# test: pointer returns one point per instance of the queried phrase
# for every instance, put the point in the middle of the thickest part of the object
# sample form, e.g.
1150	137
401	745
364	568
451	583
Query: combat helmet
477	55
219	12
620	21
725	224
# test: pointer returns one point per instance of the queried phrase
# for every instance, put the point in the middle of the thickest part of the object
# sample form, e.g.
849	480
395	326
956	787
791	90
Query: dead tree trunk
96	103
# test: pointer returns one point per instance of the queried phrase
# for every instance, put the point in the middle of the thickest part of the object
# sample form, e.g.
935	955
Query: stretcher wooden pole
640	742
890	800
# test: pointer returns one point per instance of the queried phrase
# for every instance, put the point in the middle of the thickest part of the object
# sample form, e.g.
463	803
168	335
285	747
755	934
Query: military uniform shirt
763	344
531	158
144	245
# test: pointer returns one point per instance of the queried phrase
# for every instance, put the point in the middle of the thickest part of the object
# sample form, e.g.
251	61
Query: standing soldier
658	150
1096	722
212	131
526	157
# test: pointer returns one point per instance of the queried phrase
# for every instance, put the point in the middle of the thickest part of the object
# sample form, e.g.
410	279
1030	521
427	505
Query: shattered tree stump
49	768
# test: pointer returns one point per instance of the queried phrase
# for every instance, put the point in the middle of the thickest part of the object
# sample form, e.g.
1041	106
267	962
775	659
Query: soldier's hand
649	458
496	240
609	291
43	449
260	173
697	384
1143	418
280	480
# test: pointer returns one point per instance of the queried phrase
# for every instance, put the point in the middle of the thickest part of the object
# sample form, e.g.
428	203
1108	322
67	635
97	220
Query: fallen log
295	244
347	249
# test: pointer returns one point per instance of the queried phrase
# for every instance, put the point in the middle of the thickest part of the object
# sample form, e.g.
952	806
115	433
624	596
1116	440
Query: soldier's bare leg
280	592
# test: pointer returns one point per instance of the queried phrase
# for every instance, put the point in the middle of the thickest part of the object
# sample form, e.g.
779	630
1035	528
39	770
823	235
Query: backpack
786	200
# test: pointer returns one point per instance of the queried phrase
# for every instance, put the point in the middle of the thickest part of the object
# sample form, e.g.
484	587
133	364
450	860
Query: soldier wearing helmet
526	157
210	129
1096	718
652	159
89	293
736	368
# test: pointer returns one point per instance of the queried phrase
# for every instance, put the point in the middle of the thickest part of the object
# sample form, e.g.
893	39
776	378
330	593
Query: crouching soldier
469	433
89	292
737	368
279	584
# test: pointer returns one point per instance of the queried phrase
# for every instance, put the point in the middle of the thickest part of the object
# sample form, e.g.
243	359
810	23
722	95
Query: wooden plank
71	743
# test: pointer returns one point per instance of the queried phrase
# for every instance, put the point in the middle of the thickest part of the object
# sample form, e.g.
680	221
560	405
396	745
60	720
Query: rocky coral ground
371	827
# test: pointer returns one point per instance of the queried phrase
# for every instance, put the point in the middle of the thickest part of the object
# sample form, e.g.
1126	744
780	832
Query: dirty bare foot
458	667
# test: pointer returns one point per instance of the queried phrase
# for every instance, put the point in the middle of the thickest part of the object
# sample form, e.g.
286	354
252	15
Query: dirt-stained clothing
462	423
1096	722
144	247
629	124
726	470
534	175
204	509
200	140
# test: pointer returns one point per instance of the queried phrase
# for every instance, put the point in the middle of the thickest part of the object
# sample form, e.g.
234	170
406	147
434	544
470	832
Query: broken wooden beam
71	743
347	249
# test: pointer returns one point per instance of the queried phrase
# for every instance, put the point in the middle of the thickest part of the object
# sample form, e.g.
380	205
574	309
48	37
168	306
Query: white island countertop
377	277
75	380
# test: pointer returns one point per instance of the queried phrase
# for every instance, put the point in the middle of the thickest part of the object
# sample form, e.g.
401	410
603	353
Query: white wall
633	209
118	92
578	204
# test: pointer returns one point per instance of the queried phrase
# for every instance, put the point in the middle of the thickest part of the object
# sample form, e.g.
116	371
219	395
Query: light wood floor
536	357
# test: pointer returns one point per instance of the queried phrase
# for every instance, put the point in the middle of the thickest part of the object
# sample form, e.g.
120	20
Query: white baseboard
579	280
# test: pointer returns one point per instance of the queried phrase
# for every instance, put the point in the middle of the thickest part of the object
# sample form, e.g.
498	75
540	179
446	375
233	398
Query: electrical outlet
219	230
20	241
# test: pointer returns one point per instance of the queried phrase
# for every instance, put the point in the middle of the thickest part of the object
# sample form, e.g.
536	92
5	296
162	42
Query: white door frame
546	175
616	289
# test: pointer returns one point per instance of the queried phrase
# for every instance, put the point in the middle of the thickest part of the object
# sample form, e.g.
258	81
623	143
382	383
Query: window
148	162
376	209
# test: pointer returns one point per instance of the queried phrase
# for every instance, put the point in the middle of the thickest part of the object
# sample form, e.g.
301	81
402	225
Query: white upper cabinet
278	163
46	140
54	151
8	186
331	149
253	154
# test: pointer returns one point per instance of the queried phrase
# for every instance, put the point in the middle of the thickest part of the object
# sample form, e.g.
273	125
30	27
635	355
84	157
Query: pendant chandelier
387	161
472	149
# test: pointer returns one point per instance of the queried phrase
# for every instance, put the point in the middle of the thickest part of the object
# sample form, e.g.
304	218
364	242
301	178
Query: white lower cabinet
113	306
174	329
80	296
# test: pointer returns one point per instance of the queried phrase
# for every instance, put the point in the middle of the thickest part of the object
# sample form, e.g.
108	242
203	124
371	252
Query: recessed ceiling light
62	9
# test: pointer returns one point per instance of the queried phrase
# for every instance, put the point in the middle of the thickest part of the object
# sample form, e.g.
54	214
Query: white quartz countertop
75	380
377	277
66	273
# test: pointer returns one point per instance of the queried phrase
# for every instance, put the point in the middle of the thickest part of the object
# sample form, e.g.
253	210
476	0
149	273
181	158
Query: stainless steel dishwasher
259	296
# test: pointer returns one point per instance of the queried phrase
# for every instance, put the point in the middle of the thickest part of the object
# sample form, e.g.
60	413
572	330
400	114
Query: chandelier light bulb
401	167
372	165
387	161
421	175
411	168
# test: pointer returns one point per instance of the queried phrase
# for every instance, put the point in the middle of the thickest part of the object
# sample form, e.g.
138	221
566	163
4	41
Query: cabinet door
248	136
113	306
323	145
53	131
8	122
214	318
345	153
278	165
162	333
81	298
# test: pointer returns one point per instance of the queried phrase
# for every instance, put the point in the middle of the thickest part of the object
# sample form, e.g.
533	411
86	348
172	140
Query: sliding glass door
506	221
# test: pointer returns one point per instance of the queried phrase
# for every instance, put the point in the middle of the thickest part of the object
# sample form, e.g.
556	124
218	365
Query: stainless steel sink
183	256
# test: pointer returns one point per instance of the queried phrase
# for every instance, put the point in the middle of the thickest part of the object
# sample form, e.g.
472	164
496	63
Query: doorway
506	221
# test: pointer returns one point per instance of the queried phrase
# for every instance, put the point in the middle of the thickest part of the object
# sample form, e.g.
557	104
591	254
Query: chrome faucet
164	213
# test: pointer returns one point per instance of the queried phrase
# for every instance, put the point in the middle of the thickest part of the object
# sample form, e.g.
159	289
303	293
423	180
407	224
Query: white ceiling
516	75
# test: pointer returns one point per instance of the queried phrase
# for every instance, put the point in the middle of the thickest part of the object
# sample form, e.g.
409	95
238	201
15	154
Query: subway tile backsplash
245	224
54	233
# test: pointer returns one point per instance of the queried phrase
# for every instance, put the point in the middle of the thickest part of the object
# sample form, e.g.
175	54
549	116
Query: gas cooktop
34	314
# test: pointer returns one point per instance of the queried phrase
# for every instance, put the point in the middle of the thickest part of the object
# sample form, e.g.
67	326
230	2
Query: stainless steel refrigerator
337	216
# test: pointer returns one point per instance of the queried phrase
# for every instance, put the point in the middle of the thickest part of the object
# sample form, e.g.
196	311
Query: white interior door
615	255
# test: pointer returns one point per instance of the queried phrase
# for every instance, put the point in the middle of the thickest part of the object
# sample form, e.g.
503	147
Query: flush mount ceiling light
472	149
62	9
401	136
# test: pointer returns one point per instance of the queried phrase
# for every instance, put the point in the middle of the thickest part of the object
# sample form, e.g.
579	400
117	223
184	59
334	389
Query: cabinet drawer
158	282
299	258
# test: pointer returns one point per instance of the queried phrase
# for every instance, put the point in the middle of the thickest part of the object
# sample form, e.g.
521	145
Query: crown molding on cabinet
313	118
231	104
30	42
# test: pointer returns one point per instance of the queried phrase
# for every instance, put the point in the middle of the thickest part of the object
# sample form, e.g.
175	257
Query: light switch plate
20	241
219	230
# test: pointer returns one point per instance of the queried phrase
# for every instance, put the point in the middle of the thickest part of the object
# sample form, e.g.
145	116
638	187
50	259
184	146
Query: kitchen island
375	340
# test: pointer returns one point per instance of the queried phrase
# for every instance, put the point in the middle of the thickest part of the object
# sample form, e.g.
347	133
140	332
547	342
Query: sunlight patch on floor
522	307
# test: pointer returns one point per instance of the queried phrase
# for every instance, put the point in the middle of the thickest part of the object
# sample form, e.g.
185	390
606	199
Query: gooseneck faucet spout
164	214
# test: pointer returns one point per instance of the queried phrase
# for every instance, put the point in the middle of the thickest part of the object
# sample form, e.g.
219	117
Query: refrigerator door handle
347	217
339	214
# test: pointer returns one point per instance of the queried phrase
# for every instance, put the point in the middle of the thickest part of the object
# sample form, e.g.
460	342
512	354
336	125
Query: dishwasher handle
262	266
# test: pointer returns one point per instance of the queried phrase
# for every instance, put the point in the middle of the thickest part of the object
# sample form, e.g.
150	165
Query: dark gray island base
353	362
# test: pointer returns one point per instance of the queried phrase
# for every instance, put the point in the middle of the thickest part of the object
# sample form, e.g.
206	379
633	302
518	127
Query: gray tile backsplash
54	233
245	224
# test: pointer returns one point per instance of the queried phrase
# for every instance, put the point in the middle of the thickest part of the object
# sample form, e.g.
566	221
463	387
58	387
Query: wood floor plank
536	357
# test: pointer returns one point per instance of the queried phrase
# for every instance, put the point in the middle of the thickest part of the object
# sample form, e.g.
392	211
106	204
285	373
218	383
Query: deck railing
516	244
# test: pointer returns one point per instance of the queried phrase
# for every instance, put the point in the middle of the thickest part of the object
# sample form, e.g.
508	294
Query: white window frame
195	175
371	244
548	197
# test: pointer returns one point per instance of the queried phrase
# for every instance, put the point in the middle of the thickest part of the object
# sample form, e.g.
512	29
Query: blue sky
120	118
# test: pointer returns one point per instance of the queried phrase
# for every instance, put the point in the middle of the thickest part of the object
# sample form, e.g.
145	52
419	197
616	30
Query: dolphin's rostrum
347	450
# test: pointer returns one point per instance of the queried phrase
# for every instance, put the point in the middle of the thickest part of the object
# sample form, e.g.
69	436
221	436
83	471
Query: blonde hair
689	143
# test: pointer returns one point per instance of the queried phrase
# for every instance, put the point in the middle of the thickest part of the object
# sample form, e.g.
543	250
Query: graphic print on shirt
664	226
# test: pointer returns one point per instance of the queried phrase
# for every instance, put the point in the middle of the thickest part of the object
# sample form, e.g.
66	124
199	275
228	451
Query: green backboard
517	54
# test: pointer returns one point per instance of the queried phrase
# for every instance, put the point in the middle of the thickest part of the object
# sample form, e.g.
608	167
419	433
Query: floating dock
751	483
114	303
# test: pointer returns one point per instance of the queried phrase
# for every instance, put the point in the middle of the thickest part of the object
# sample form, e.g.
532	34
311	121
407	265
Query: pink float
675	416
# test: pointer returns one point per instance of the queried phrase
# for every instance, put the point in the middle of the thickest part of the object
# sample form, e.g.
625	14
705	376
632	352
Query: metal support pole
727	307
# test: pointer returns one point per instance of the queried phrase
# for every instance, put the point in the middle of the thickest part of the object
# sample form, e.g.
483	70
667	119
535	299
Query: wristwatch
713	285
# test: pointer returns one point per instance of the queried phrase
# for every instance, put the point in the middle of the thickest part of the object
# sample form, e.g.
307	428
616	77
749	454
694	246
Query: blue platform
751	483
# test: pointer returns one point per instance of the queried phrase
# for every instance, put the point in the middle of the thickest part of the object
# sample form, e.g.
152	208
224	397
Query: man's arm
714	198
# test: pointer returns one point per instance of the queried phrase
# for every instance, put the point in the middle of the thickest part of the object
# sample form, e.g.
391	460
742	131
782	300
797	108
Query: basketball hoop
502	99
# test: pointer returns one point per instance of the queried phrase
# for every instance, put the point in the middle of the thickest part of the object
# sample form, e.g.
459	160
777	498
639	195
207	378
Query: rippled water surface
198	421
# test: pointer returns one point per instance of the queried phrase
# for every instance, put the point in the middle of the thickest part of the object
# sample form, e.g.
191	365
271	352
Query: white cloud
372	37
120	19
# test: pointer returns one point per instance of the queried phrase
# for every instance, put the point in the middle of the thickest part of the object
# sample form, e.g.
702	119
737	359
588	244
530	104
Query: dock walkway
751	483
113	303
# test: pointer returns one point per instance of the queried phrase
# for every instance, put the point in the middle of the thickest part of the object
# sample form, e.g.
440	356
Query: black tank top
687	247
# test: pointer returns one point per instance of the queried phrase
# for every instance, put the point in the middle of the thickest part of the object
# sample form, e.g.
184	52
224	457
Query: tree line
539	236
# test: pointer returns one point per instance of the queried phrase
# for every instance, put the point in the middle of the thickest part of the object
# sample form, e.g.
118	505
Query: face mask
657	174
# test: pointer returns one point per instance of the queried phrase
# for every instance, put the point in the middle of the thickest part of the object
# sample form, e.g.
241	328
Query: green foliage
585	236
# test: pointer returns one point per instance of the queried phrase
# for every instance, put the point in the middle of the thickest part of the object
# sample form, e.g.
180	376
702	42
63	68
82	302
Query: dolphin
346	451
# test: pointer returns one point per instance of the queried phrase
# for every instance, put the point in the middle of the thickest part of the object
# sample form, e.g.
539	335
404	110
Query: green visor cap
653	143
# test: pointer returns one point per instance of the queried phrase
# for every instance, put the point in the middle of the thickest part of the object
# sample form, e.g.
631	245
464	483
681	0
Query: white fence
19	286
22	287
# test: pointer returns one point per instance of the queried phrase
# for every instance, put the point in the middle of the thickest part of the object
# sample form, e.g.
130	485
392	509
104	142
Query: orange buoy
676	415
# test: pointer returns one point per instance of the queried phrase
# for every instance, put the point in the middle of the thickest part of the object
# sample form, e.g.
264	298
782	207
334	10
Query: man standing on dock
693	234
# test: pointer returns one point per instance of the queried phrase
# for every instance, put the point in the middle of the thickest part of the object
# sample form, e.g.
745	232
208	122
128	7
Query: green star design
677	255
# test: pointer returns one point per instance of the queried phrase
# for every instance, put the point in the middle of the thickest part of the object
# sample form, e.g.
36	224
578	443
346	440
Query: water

+-------+

Output must be limited to the lines beginning with the one that contains "Query: man standing on dock" and ending with the last line of the entries, reproduced exactly.

Query: man standing on dock
693	234
# test: pointer returns one point per instance of the queried phrase
# for every instance, put the point in the middle of the thickest part of the object
# sample form, e.g.
745	232
208	122
128	7
Query: green star design
677	255
# test: pointer returns one point per instance of the queried phrase
# for every instance, put the point in the middle of the thickest part of the object
# sample form, e.g.
36	224
578	443
346	440
Query: water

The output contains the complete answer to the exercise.